[Stored items]
Start

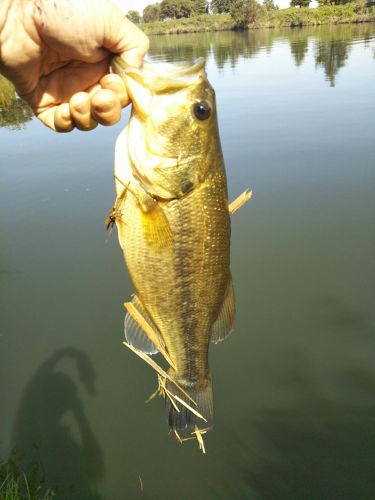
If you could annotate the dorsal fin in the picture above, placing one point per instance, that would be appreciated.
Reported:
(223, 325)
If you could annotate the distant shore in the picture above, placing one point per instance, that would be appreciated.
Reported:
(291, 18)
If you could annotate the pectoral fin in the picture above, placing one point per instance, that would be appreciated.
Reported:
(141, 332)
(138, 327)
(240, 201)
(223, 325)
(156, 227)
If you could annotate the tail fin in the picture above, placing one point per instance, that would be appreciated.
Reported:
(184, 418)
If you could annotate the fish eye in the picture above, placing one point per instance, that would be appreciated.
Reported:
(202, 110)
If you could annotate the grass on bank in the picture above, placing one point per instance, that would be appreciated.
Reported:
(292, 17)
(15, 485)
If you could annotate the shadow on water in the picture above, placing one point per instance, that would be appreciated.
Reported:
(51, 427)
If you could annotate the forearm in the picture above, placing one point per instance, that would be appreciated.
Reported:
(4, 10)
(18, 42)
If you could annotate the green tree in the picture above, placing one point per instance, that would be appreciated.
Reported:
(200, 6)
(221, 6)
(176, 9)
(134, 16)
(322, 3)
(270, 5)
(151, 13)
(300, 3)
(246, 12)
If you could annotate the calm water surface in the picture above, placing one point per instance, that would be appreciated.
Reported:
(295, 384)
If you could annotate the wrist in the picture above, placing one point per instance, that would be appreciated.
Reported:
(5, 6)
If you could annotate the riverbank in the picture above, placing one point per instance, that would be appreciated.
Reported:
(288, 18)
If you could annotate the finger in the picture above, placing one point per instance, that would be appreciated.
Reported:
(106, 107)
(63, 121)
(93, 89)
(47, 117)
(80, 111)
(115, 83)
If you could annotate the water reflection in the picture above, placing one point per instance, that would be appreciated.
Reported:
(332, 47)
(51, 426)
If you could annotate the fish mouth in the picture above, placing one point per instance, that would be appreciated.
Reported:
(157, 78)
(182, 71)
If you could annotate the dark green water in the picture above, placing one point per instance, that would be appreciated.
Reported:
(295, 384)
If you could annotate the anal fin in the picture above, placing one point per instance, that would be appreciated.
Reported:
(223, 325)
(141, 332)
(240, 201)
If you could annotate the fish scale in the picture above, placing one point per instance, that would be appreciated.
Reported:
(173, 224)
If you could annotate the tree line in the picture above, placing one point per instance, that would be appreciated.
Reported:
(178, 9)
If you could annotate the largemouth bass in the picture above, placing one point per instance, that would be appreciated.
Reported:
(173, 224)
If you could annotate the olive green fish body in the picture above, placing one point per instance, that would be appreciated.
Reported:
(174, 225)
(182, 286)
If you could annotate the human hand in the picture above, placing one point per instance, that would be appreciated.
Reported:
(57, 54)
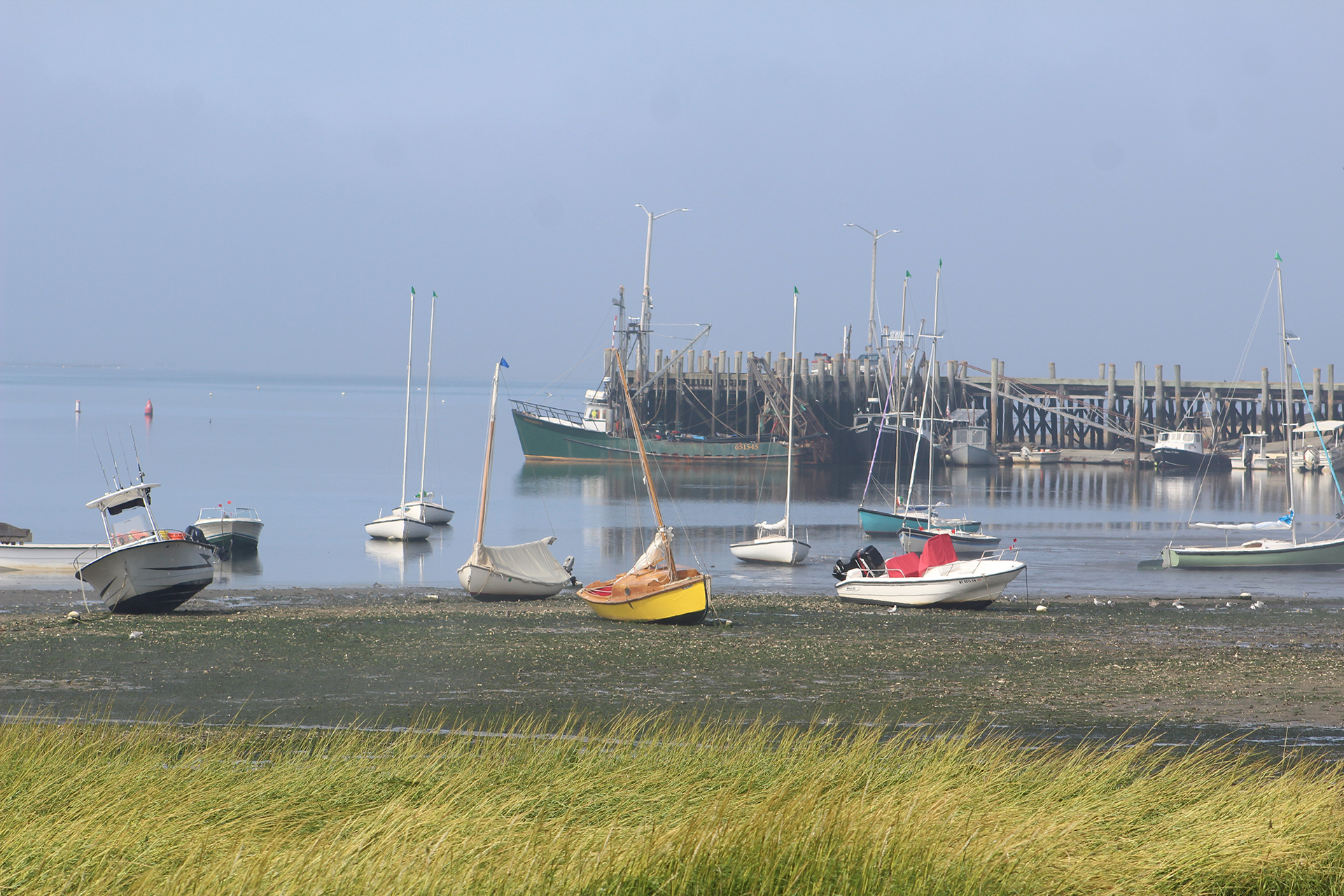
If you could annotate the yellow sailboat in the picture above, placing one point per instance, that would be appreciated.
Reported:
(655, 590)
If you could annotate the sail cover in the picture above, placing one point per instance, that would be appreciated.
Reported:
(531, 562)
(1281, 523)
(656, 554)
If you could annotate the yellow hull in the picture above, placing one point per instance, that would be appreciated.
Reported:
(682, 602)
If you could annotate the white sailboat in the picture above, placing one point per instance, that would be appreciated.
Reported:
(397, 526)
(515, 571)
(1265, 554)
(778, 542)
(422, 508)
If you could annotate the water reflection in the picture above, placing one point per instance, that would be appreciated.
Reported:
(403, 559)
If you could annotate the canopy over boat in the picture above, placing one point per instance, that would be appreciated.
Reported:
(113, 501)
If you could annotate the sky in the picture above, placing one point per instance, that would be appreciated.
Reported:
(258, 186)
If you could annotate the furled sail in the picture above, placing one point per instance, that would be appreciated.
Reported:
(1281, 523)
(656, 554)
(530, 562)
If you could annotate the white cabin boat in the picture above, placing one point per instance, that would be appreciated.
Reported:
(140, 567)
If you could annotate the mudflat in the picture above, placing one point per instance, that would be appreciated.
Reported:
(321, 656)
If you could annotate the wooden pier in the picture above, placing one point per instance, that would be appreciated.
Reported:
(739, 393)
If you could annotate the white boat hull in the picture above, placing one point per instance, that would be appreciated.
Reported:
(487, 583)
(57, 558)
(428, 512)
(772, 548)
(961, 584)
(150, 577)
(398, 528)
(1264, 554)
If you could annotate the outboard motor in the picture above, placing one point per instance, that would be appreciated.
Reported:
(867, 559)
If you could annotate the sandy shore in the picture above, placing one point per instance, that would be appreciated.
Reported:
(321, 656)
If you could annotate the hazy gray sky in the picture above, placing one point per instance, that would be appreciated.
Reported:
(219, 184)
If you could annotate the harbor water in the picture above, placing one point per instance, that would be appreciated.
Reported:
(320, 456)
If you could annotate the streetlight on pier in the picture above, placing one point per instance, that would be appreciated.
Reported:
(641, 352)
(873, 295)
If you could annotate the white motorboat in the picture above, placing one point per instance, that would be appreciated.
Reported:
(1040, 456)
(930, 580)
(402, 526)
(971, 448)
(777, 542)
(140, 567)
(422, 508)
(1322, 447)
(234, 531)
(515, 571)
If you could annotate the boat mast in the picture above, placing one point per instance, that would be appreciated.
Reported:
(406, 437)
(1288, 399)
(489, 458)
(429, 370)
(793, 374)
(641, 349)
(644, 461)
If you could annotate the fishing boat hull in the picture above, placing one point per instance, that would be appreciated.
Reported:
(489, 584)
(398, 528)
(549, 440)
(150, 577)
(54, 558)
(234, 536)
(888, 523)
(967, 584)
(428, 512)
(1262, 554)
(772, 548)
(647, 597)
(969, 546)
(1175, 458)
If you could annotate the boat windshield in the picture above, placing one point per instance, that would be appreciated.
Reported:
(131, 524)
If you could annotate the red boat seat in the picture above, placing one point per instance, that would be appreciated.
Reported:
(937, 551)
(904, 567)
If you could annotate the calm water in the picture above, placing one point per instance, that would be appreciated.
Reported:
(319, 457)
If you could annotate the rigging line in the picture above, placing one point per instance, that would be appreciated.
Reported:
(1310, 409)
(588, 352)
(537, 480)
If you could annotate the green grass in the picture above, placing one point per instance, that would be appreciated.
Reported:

End
Start

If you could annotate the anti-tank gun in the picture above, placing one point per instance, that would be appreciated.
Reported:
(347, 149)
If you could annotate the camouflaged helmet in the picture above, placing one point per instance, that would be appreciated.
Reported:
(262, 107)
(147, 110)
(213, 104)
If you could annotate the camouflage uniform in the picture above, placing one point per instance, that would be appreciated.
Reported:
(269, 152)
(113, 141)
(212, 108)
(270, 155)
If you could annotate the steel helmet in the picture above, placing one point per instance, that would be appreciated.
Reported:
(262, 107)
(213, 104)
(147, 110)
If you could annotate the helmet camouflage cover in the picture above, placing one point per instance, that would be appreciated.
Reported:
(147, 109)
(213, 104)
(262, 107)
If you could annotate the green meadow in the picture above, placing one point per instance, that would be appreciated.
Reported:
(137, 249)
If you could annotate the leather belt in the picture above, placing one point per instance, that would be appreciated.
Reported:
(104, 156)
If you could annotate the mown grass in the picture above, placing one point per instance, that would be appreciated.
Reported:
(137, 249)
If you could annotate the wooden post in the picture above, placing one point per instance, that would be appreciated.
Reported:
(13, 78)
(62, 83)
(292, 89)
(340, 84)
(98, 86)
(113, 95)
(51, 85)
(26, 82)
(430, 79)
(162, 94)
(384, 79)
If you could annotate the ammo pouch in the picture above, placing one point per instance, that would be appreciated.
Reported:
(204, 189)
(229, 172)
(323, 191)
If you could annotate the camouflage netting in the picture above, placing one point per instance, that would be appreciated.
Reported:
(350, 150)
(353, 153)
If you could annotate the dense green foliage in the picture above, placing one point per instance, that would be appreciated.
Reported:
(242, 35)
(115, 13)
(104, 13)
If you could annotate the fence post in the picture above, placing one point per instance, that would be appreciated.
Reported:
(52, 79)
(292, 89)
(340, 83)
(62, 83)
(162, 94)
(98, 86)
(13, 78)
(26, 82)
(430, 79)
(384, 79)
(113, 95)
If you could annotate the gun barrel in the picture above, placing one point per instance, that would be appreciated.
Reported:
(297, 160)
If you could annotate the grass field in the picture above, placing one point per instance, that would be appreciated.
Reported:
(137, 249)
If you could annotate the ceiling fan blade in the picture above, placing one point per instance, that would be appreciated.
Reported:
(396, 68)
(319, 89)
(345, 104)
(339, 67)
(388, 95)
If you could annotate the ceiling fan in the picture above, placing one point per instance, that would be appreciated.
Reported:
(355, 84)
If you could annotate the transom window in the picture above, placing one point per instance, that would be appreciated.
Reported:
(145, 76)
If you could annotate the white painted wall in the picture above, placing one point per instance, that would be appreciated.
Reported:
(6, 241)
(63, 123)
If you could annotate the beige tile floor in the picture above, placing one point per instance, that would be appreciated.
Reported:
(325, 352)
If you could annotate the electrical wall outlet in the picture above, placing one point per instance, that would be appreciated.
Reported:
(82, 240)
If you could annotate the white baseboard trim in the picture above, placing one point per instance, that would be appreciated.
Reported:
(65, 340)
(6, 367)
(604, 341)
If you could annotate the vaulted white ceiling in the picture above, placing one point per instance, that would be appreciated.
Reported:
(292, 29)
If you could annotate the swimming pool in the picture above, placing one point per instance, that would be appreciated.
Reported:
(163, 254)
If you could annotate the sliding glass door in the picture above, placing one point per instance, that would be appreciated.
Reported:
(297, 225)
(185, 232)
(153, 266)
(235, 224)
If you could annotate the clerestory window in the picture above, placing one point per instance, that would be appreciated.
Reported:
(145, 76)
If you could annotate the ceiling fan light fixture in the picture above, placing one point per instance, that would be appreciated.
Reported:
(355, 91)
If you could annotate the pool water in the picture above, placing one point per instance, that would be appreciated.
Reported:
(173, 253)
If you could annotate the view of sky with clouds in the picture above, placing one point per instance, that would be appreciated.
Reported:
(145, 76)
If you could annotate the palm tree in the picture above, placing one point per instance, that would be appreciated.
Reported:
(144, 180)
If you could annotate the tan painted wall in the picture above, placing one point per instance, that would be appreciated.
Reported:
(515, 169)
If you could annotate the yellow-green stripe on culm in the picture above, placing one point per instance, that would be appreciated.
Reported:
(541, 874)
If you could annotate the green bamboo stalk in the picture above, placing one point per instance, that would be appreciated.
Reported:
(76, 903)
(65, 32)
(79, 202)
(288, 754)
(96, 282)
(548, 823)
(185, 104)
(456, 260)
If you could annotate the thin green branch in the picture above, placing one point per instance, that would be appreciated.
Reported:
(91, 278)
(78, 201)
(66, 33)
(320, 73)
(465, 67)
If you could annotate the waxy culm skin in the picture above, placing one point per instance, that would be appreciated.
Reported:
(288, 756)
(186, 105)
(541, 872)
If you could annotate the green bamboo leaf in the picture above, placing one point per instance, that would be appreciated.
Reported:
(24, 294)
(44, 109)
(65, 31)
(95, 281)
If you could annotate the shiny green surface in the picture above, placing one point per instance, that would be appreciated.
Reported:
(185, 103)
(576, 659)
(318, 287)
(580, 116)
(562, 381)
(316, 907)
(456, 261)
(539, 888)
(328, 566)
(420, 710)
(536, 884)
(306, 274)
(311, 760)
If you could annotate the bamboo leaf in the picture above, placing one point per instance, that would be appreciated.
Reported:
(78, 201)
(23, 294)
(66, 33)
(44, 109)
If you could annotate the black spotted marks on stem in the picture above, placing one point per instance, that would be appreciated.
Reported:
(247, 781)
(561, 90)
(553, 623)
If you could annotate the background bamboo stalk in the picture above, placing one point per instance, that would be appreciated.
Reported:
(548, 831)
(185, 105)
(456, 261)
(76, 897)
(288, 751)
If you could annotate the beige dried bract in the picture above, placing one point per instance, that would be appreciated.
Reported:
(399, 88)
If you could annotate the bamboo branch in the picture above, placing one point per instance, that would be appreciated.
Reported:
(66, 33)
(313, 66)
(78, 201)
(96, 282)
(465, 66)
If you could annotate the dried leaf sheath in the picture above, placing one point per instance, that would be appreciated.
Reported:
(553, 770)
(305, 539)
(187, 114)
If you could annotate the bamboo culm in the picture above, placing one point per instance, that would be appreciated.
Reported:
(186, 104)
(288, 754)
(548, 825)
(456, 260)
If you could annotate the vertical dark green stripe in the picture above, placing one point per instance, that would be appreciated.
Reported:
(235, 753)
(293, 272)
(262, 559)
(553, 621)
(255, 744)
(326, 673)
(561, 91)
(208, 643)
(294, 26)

End

▸ **EXERCISE DESCRIPTION**:
Find each line in the entries above that contains the string "grass" and copy it out in full. Matching is case-sensitive.

▸ **REPLY TO THE TASK**:
If you could annotate the grass on bank in the picture above, placing one point per instance, that would be appreciated.
If you could annotate the green grass in the picture above, placing one point per instance, that would be appreciated.
If you could annotate the mown grass in the picture above, placing one point per instance, that would be appreciated.
If you could annotate the grass field in the picture above, placing one point per instance, that would be appreciated.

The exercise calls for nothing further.